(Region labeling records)
========

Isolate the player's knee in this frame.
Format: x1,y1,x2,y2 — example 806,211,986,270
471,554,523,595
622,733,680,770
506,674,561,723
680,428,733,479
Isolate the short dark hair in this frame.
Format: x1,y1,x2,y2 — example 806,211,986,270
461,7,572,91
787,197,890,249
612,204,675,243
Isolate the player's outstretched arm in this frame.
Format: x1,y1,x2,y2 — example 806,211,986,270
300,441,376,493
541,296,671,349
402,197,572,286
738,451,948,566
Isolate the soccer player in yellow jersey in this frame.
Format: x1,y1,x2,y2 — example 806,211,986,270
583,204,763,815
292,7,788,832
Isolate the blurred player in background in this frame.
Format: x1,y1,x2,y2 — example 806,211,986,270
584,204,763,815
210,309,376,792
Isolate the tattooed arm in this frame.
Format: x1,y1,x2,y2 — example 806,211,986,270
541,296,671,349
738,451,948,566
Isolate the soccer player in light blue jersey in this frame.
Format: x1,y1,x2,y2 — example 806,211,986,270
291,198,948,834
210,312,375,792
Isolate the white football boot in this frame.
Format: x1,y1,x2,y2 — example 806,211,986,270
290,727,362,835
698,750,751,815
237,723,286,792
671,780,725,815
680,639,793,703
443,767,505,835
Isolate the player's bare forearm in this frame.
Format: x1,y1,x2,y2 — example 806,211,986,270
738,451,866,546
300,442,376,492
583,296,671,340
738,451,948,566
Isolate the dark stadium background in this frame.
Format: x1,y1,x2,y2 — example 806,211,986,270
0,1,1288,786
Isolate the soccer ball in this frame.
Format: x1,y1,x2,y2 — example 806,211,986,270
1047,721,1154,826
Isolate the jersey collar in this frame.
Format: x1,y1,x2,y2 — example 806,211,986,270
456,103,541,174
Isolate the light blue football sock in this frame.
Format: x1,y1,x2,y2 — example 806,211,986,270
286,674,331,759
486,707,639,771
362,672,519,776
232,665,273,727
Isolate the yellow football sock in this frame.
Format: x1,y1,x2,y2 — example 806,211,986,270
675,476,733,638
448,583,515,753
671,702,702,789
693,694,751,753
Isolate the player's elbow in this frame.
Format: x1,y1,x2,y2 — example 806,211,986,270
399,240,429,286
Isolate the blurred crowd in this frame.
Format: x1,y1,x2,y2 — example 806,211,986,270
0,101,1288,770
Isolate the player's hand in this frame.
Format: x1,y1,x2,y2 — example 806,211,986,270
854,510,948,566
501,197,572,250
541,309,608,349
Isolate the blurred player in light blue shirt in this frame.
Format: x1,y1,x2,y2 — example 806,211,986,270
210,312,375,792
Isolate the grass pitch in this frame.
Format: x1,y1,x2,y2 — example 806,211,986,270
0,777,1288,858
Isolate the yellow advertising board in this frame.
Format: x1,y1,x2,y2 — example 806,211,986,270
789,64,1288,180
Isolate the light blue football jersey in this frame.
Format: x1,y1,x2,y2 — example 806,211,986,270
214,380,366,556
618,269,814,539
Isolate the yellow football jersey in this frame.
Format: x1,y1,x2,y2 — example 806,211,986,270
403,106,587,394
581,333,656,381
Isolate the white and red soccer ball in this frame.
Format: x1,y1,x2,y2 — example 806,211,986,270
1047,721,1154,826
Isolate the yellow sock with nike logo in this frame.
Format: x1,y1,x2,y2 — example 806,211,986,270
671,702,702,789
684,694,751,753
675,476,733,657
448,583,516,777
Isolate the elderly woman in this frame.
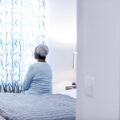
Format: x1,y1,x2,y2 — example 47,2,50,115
23,44,52,94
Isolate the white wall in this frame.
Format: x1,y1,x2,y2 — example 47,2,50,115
77,0,120,120
46,0,76,92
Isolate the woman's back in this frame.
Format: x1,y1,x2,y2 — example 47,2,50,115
25,62,52,94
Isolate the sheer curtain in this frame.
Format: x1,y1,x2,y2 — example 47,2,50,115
0,0,45,92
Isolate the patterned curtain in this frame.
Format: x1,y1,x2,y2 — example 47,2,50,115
0,0,45,92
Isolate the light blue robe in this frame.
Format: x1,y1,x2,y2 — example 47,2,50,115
23,62,52,94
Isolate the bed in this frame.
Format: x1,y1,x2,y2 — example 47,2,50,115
0,93,76,120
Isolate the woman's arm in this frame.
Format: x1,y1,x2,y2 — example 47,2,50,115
22,66,34,91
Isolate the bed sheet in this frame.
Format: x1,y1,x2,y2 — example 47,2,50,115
0,94,76,120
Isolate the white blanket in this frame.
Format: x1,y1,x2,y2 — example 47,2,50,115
0,94,76,120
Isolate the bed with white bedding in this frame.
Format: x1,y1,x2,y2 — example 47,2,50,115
0,93,76,120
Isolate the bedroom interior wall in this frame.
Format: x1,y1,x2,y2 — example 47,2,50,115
77,0,120,120
45,0,76,92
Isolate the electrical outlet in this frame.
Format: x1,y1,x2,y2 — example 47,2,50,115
84,76,95,98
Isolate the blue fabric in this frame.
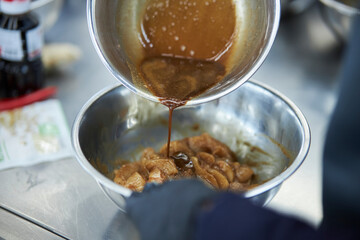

========

- **Requirement**:
Copy every one of the records above verbatim, leaving out the pictures.

- **Response to this task**:
Isolate the player's knee in this frame.
Format: x1,y1,x2,y2 — example 806,211,986,270
471,554,523,595
622,733,680,770
506,674,561,723
680,428,733,479
Isolate the short dark hair in this frame.
Format: x1,y1,x2,y2 — example 806,211,986,270
461,7,572,91
787,197,890,249
612,204,675,243
Isolate the player's outstretched arm in this frame.
Format: x1,y1,x2,y2 — example 806,211,986,270
300,441,376,493
541,296,671,349
402,197,572,286
738,451,948,566
Isolate the soccer player in yellow jersey in this frame.
Format: x1,y1,x2,y2 — example 806,211,986,270
583,204,763,815
292,7,788,832
Isolate the blurred player in background in this frame.
Format: x1,y1,x2,y2 — example 806,211,986,270
584,204,763,815
210,309,376,792
Isolate the tattooed arm in this frame.
Format: x1,y1,x2,y2 — example 806,211,986,270
541,296,671,349
738,451,948,566
Isolate the soccer player in light blue jersey in this frame.
Format: x1,y1,x2,y2 — example 806,211,986,270
291,198,948,834
210,312,375,792
Isolate the white football boot in this frame.
Format: x1,y1,x2,y2 — example 806,211,986,270
290,727,362,835
698,750,751,815
237,723,286,792
671,780,725,815
680,639,793,703
443,767,505,835
Isolate the player's bare forearm in this frame.
Format: x1,y1,x2,y2 — example 806,211,986,270
738,451,866,546
300,442,376,492
583,296,671,340
738,451,948,566
Isolate the dark stadium background in this frame.
Format: x1,y1,x2,y2 — example 806,211,986,270
0,1,1288,786
Isolate the soccer ball in this frame.
Format: x1,y1,x2,y2 — example 806,211,986,270
1047,721,1154,826
Isolate the jersey collar in this frame.
Format: x1,y1,x2,y2 — example 806,211,986,270
456,103,541,174
Isolate the light blue football sock in this frame.
Format: x1,y1,x2,y2 — example 806,211,986,270
286,674,331,759
486,707,639,771
362,672,519,776
232,665,273,727
Isolate the yellow football sock in this frame.
Format: x1,y1,x2,y2 — example 806,211,986,270
675,476,733,638
448,583,515,753
671,702,702,789
693,694,751,753
Isolate the player's elbow in this frame.
Format: x1,y1,x2,y2 — example 806,211,986,270
399,240,429,286
Isolate the blurred crowd in this frame.
Format: x1,y1,x2,y2 — example 806,211,986,270
0,101,1288,770
Isolate the player's hand in this frame.
Format: x1,y1,x2,y2 — example 806,211,986,270
854,510,948,566
501,197,572,250
541,309,608,349
Isolate the blurred player in light blue shirt in this frame.
Format: x1,y1,x2,y2 — example 806,211,986,270
210,312,375,792
Isolate the grass pitch in this frame.
Format: x1,y1,x2,y2 — example 806,211,986,270
0,777,1288,858
Isolate the yellow advertising board in this frame.
Format: x1,y1,x2,y2 — example 806,211,986,270
789,64,1288,180
Isolate the light blue football jersey in this frame.
Format: x1,y1,x2,y2 — example 806,211,986,270
214,380,366,556
618,269,814,539
Isolate the yellow football jersey in this frame.
Format: x1,y1,x2,y2 — example 806,211,986,270
403,106,587,394
581,333,656,381
Isolate the white and red soccer ball in this frame.
Format: x1,y1,x2,y2 — example 806,211,986,270
1047,721,1154,826
Isolate the yellow sock with nike logo in this frame.
Format: x1,y1,x2,y2 — example 806,211,986,270
671,702,702,789
684,694,751,753
675,476,733,657
448,583,516,777
Isolate the elderly woman in this frame.
Format: x1,y1,x2,y2 — example 47,2,50,115
23,44,52,94
Isolate the white wall in this frame.
Format: x1,y1,x2,y2 — example 47,2,50,115
77,0,120,120
46,0,76,92
Isolate the woman's back in this frame.
Format: x1,y1,x2,y2 — example 47,2,50,115
25,62,52,94
Isolate the sheer curtain in this frame.
Format: x1,y1,x2,y2 — example 47,2,50,115
0,0,45,92
Isolate the patterned curtain in this frame.
Format: x1,y1,x2,y2 — example 47,2,50,115
0,0,45,92
Isolate the light blue robe in this frame.
Format: x1,y1,x2,y2 — example 47,2,50,115
23,62,52,94
Isolate the bed in this frame.
Format: x1,y1,x2,y2 — example 47,2,50,115
0,93,76,120
Isolate the woman's arm in this frame.
Format: x1,y1,x2,y2 — example 47,2,50,115
22,66,34,91
Isolate the bed sheet in this frame.
Format: x1,y1,x2,y2 — example 47,2,50,115
0,94,76,120
Isolate the white blanket in this frame.
Format: x1,y1,x2,y2 — example 47,2,50,115
0,94,76,120
Isolate the bed with white bedding in this frame.
Format: x1,y1,x2,y2 — example 47,2,50,115
0,93,76,120
Isolate the bedroom interior wall in this frame.
Format: x1,y1,x2,y2 — example 47,2,50,115
77,0,120,120
45,0,76,92
Isolate the electrical outlet in this frame.
Format: x1,y1,x2,y2 — example 47,2,50,115
84,76,95,98
Isolate the blue fabric in this frame.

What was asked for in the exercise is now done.